* **Exercise tasks**
**A)** Write out, word for word, the part of the More Golden Eggs article that opens with the words containing "More Golden Eggs is" and closes with "singer Keith Relf.".
**B)** Carry on the article about the Yardbirds bootleg More Golden Eggs, picking up after its last sentence.

* **Selection**

Compilation album (bootleg) by The Yardbirds
- Released: 1975
- Recorded: 1964–1967
- Genre: Rock, R&B
- Label: Trademark of Quality
- Producer: Various

= More Golden Eggs =

More Golden Eggs is a bootleg recording of the English rock group The Yardbirds, released by Trademark of Quality (TMQ). It is the follow-up to their earlier album, Golden Eggs, and again consisted of previously released material, along with recordings from television broadcasts and some solo singles. As well as having a cover designed by William Stout, like several TMQ releases, it was the first bootleg to be notably endorsed by the original artist, as the cover featured an interview with singer Keith Relf.

* **Supplied information**
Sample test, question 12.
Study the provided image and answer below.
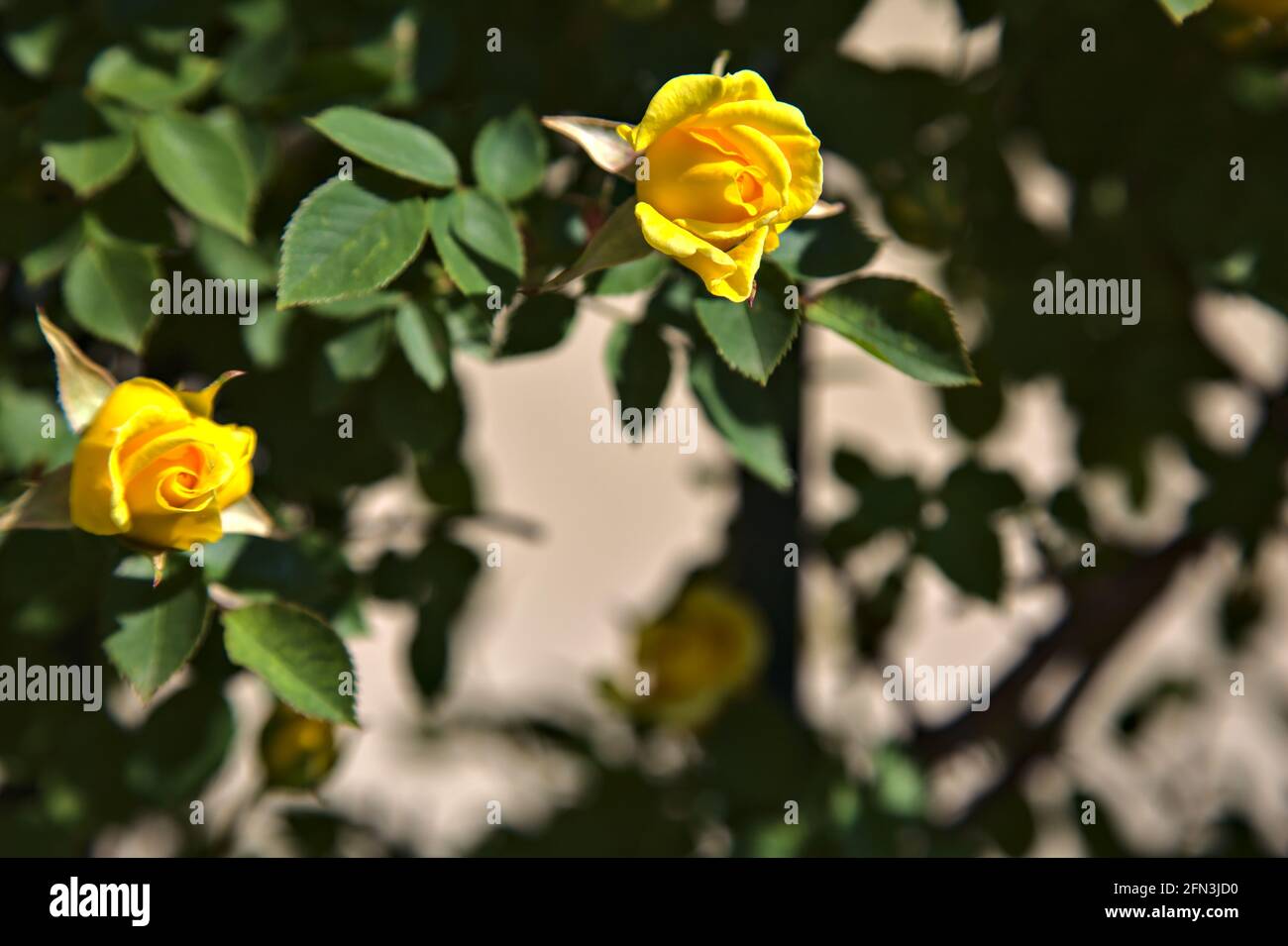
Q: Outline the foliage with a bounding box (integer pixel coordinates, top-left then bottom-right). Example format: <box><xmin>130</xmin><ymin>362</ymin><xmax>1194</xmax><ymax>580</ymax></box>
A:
<box><xmin>0</xmin><ymin>0</ymin><xmax>1288</xmax><ymax>855</ymax></box>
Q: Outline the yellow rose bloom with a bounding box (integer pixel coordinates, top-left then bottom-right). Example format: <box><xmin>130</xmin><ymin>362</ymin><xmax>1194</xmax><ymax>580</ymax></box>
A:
<box><xmin>634</xmin><ymin>584</ymin><xmax>767</xmax><ymax>726</ymax></box>
<box><xmin>617</xmin><ymin>69</ymin><xmax>823</xmax><ymax>302</ymax></box>
<box><xmin>259</xmin><ymin>702</ymin><xmax>339</xmax><ymax>788</ymax></box>
<box><xmin>71</xmin><ymin>377</ymin><xmax>255</xmax><ymax>550</ymax></box>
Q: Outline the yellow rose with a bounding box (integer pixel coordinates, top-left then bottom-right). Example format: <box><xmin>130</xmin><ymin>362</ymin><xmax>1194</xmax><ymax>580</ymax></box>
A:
<box><xmin>617</xmin><ymin>69</ymin><xmax>823</xmax><ymax>302</ymax></box>
<box><xmin>635</xmin><ymin>584</ymin><xmax>765</xmax><ymax>726</ymax></box>
<box><xmin>259</xmin><ymin>702</ymin><xmax>338</xmax><ymax>788</ymax></box>
<box><xmin>71</xmin><ymin>375</ymin><xmax>255</xmax><ymax>550</ymax></box>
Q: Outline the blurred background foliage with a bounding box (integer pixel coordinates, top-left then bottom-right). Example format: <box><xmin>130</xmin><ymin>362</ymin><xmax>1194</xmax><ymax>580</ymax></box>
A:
<box><xmin>0</xmin><ymin>0</ymin><xmax>1288</xmax><ymax>856</ymax></box>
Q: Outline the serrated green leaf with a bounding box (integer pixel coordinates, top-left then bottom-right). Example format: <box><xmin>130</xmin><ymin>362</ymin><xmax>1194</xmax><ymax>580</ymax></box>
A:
<box><xmin>394</xmin><ymin>300</ymin><xmax>452</xmax><ymax>391</ymax></box>
<box><xmin>139</xmin><ymin>112</ymin><xmax>255</xmax><ymax>244</ymax></box>
<box><xmin>309</xmin><ymin>292</ymin><xmax>407</xmax><ymax>322</ymax></box>
<box><xmin>690</xmin><ymin>348</ymin><xmax>796</xmax><ymax>491</ymax></box>
<box><xmin>89</xmin><ymin>47</ymin><xmax>219</xmax><ymax>111</ymax></box>
<box><xmin>103</xmin><ymin>563</ymin><xmax>210</xmax><ymax>700</ymax></box>
<box><xmin>541</xmin><ymin>197</ymin><xmax>653</xmax><ymax>292</ymax></box>
<box><xmin>429</xmin><ymin>190</ymin><xmax>523</xmax><ymax>295</ymax></box>
<box><xmin>224</xmin><ymin>603</ymin><xmax>358</xmax><ymax>726</ymax></box>
<box><xmin>40</xmin><ymin>90</ymin><xmax>138</xmax><ymax>197</ymax></box>
<box><xmin>63</xmin><ymin>244</ymin><xmax>160</xmax><ymax>353</ymax></box>
<box><xmin>473</xmin><ymin>107</ymin><xmax>549</xmax><ymax>203</ymax></box>
<box><xmin>693</xmin><ymin>287</ymin><xmax>800</xmax><ymax>384</ymax></box>
<box><xmin>305</xmin><ymin>106</ymin><xmax>460</xmax><ymax>188</ymax></box>
<box><xmin>322</xmin><ymin>315</ymin><xmax>390</xmax><ymax>381</ymax></box>
<box><xmin>805</xmin><ymin>276</ymin><xmax>979</xmax><ymax>387</ymax></box>
<box><xmin>277</xmin><ymin>177</ymin><xmax>426</xmax><ymax>309</ymax></box>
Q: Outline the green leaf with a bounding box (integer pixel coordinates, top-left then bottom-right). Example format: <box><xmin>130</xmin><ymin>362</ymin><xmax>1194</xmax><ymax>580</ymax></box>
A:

* **Answers for the tasks**
**A)**
More Golden Eggs is a bootleg recording of the English rock group The Yardbirds, released by Trademark of Quality (TMQ). It is the follow-up to their earlier album, Golden Eggs, and again consisted of previously released material, along with recordings from television broadcasts and some solo singles. As well as having a cover designed by William Stout, like several TMQ releases, it was the first bootleg to be notably endorsed by the original artist, as the cover featured an interview with singer Keith Relf.

**B)**
Professional ratings
Review scores
| Source | Rating |
| Allmusic |  |

==Background==
Following the success of Golden Eggs, TMQ decided to create a sequel. This time, rather than focusing only on more obscure material, the compilation included several of their most successful singles. However, it also contained two takes of "I Wish You Would", featuring Eric Clapton, the B-side to "Happenings Ten Years Time Ago", "Psycho Daisies", two versions of the second Relf solo single, "Shapes In My Mind", and a Jimmy Page solo single, "She Just Satisfies".

==Cover==
The cover artwork was, like the previous volume, drawn by William Stout, who had been a fan of The Yardbirds. He created the cover in the style of British Illustrator Arthur Rackham, who he had been influenced by as a child. At the time, he was living near Relf, who was in the process of forming a new band, Armageddon, and needed rent money. In exchange for paying this, Stout conducted an interview with Relf, playing him the various songs on the album and recording his thoughts. These were subsequently printed on the back cover and on a 6-page insert.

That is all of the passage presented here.